**Extracted text**
┌────────
A sampling distribution is the distribution of a sample statistic, for example the mean, that would be observed if we could repeat the sampling procedure infinitely many times, and for each time calculate the statistic. The standard error of the statistic is the standard deviation of its sampling distribution.
Here simulation of random draws of samples from a normal distribution with mean = 100 and sd = 15. The figure shows the distribution of sample means for three sample sizes.
# Create a function that does what you want to simulate one time
my_sample <- function(n = 25) {
x <- rnorm(n, mean = 100, sd = 15)
out <- mean(x)
out
}
# Repeat my_sample() many times with the replicate() function
n25 <- replicate(n = 1e4, my_sample(n = 25)) # Replicate 100,000 times
n100 <- replicate(n = 1e4, my_sample(n = 100))
n900 <- replicate(n = 1e4, my_sample(n = 900))
# Plots
par(mfrow = c(1, 3))
hist(n25, breaks = 200, xlim = c(85, 115), main = "n = 25")
hist(n100, breaks = 200, xlim = c(85, 115), main = "n = 100")
hist(n900, breaks = 200, xlim = c(85, 115), main = "n = 900")
The standard deviation of the sampling distribution of means is the standard error of the mean: \(\sigma/\sqrt{n}\), where \(\sigma\) is the standard deviation in the population add \(n\) is the sample size.
The simulations were based on 10,000 random samples, so the standard deviation from the simulations would be a good approximation of the standard deviation (i.e., standard error) of the true sampling distribution (based on infinitely many random draws).
# Standard errors (sd of sampling distributions)
se <- c(se_n25_approx = sd(n25), se_n100_approx = sd(n100), se_n900_approx = sd(n900))
round(se, 3) se_n25_approx se_n100_approx se_n900_approx
2.951 1.495 0.499
se_exact <- 15 / sqrt(c(25, 100, 900)) # SE = SD/sqrt(n)
names(se_exact) <- c("se_n25", "se_n1005", "se_n900")
round(se_exact, 3) se_n25 se_n1005 se_n900
3.0 1.5 0.5
Typically, we don’t know \(\sigma\), and therefore use the sample standard deviation to estimate the (true) standard error. In most cases when people, including myself, use the term “standard error” (SE) they refer to an estimate of the true standard error. The estimate of the standard error of the mean, \(SE_{\bar{X}}\), is
\(SE_{\bar{X}} = \frac{SD(X)}{\sqrt{n}}\),
where \(X\) is a sample of observations \(x_1, x_2, ..., x_n\), \({\bar{X}}\) is the sample mean, and \(SD(X)\) is the sample standard deviation.
note: The term “standard error” may also be used with a more general meaning:
“… in our current practice we usually summarize uncertainty using simulation, and we give the term”standard error” a looser meaning to cover any measure of uncertainty that is compatible to the posterior standard deviation”, Gelman et al. (2021), p. 51 on the variability of the posterior distribution estimated using Bayesian statistics. Gelman et al. advocate the median absolute deviation (MAD) as measure of standard error (in the lose meaning of the word) as this measure of dispersion is more robust to extreme values.
└────────
**Extracted material**
┌────────
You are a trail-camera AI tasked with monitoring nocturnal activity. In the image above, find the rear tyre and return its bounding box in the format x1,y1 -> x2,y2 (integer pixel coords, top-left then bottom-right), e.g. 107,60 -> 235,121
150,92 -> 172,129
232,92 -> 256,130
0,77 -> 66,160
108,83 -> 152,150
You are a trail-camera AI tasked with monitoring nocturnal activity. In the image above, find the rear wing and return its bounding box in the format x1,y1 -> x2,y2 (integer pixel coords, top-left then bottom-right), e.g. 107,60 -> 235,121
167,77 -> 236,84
└────────
┌────────
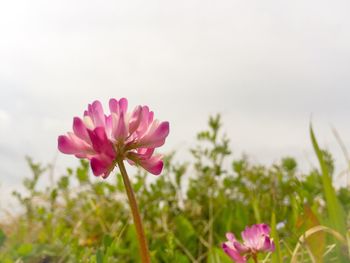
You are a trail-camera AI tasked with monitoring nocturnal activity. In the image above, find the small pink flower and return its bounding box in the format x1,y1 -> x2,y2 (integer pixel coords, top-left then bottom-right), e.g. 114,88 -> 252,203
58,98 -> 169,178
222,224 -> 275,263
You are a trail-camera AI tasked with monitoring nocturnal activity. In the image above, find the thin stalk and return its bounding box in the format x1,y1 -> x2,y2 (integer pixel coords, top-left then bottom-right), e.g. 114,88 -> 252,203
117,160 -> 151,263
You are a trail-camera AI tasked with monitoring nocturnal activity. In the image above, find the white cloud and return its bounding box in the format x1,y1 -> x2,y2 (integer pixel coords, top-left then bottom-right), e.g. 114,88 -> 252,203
└────────
┌────────
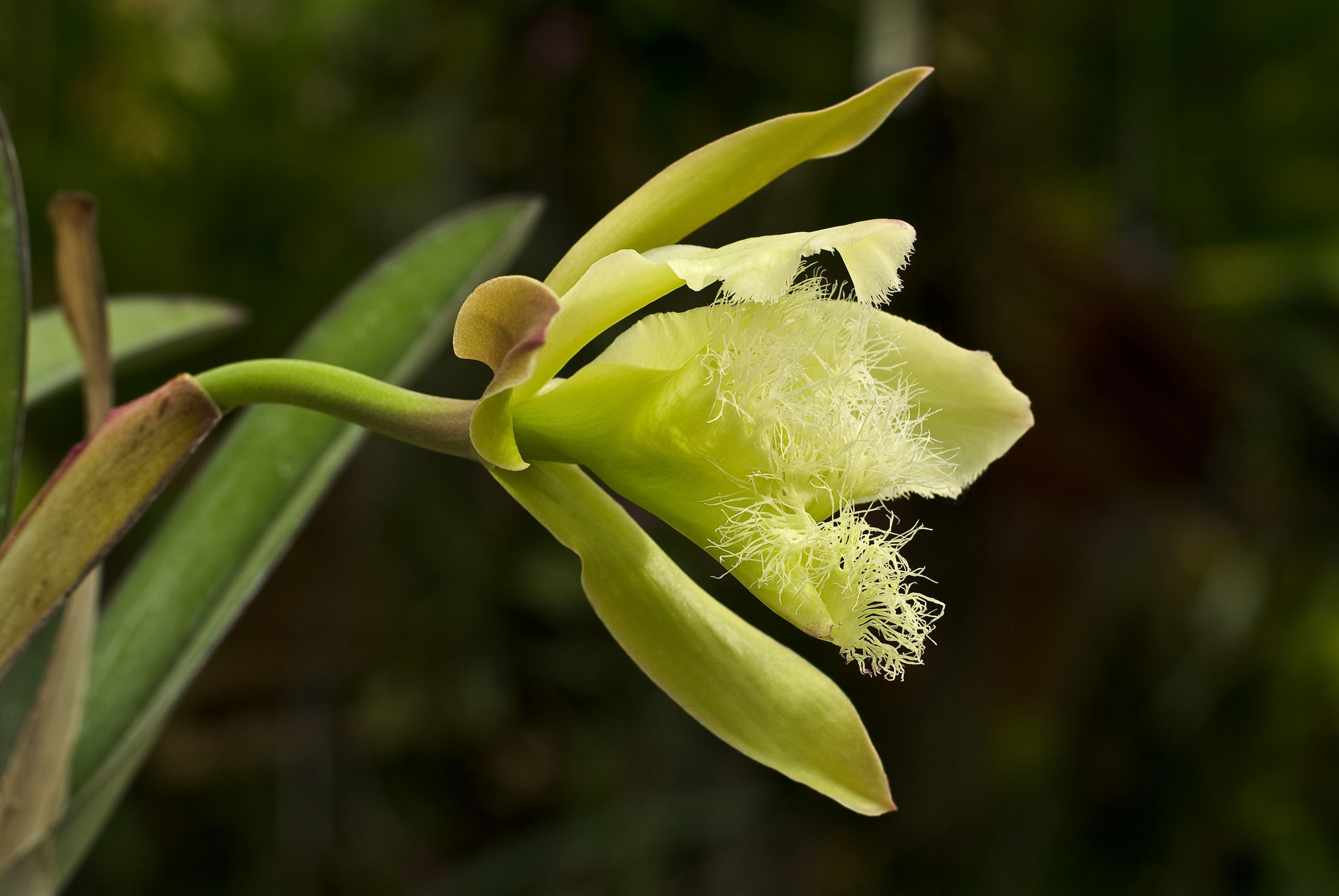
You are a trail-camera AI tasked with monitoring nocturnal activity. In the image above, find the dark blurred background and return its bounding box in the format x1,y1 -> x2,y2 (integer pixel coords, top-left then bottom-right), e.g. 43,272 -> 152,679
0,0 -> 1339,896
└────────
**Required work**
In the sampling distribution text, which measure do Gelman et al. advocate as a standard error in the looser sense of the term? The listing stands apart from the sampling distribution text and is separate material.

**Final answer**
The median absolute deviation (MAD).